**PROVIDED TEXT**

Various Indian registries have documented a delay of 300-780 minutes after the onset of ACS symptoms [6,11-14]. Delay in GDMT in ACS patients leads to increased mortality and morbidity. This holds true especially for STEMI patients, where delay in presentation precludes the life-saving revascularization therapy and decreases the efficacy of thrombolytic therapy, even if the patients receive the same. The initial delay in presentation, lack of an adequate number of PCI-enabled centres, insufficient round the clock functional catheterization laboratories and financial constraints make primary PCI a distant dream in this part of the world. For these reasons, pharmaco-invasive therapy has been accepted as a close, though inferior alternative [6,11-14]. Even for pharmaco-invasive therapy, patients should present within 12 hours of symptom onset [8-10]. Beyond 12 hours, thrombolysis should be done only if the patient has ongoing chest pain or hemodynamic compromise; provided he/she cannot be taken up for coronary angiography [8-10]. In this study, we tried to evaluate the factors associated with the delay in the presentation of ACS patients to PCI-enabled centres.

**RECORD EXTRACTS**
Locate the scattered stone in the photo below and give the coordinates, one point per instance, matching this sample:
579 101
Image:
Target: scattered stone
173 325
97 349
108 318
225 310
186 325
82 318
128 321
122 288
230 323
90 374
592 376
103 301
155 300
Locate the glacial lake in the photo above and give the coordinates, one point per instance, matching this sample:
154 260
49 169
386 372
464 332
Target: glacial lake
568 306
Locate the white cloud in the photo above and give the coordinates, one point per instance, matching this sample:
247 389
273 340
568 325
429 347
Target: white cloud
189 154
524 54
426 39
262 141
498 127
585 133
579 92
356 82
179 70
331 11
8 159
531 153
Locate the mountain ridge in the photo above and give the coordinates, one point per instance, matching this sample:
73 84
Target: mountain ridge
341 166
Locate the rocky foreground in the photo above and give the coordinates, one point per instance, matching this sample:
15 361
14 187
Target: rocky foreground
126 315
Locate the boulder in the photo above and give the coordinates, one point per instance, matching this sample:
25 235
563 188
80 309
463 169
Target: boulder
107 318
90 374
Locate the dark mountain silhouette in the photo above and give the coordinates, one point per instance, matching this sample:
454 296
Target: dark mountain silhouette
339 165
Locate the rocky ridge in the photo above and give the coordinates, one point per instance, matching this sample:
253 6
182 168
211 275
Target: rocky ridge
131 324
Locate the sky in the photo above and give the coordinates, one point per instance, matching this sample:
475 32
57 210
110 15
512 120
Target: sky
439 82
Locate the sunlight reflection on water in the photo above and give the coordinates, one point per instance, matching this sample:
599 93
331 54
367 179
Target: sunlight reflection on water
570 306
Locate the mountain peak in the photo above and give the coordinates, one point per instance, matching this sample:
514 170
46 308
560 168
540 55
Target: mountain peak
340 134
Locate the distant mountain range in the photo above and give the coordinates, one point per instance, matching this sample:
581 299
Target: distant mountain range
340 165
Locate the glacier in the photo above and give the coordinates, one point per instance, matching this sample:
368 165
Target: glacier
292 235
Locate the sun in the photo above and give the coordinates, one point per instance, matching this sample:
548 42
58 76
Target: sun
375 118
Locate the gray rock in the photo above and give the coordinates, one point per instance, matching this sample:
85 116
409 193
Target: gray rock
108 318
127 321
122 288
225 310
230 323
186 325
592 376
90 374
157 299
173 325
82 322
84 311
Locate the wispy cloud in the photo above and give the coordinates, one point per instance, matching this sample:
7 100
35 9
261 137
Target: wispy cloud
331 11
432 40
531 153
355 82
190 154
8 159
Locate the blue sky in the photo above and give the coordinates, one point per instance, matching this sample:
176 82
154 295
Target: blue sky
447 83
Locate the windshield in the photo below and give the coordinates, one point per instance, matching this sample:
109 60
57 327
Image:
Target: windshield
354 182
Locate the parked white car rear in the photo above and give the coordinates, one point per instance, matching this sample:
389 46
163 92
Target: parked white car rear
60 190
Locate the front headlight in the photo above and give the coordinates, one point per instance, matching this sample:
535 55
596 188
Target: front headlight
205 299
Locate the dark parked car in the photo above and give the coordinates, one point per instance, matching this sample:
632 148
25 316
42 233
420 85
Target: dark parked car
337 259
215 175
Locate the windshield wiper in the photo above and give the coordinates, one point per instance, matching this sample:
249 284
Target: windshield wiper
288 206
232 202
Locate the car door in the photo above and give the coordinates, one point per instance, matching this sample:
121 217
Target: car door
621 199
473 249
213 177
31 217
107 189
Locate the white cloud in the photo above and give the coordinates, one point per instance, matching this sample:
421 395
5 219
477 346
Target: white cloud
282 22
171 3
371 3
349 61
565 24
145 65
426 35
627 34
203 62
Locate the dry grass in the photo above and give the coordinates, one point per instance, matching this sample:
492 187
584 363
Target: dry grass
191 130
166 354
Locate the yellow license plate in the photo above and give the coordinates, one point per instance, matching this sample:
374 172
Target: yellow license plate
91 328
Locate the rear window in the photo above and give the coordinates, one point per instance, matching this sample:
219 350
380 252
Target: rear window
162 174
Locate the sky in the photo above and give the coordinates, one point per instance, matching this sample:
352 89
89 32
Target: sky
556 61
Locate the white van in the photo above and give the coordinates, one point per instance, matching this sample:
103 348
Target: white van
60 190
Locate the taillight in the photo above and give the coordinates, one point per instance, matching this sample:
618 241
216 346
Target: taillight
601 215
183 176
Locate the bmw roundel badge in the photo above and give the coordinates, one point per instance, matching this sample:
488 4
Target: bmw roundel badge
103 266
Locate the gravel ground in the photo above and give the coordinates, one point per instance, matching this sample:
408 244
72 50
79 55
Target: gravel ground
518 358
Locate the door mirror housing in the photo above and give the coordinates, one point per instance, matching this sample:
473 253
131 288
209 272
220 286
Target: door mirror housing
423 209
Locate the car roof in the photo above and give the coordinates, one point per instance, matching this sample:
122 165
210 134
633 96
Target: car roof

**INSTRUCTIONS FOR THE TASK**
According to the passage on delay in acute coronary syndrome care, within how many hours of symptom onset should patients present for pharmaco-invasive therapy?

**EXERCISE SOLUTION**
Within 12 hours of symptom onset.